Dataset excerpts start
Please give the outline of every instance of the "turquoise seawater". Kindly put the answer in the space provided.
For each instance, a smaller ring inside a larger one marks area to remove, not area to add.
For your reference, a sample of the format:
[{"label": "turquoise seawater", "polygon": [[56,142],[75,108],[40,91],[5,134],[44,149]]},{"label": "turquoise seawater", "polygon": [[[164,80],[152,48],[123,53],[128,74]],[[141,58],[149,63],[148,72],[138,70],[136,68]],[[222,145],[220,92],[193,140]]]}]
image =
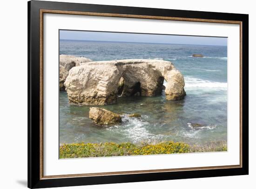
Dataset excerpts end
▶ _Task requirements_
Render every line of the entries above as a numbered list, skipping blank lines and leaving out the pictures.

▶ _Solved exercise_
1. Please give the outline of every instance of the "turquoise seawater". Kindly put the answer in the space provided.
2. For each instance, a smaller ring inside a larger one marks area to remove, not area to add.
3. For your reference, a sample of the format:
4. [{"label": "turquoise seawater", "polygon": [[56,142],[75,108],[40,91],[5,134],[44,149]]},{"label": "turquoise seawater", "polygon": [[[164,80],[152,48],[123,53],[128,74]],[[141,58],[149,63],[148,72],[138,70],[136,68]],[[222,145],[220,92],[193,140]]]}]
5. image =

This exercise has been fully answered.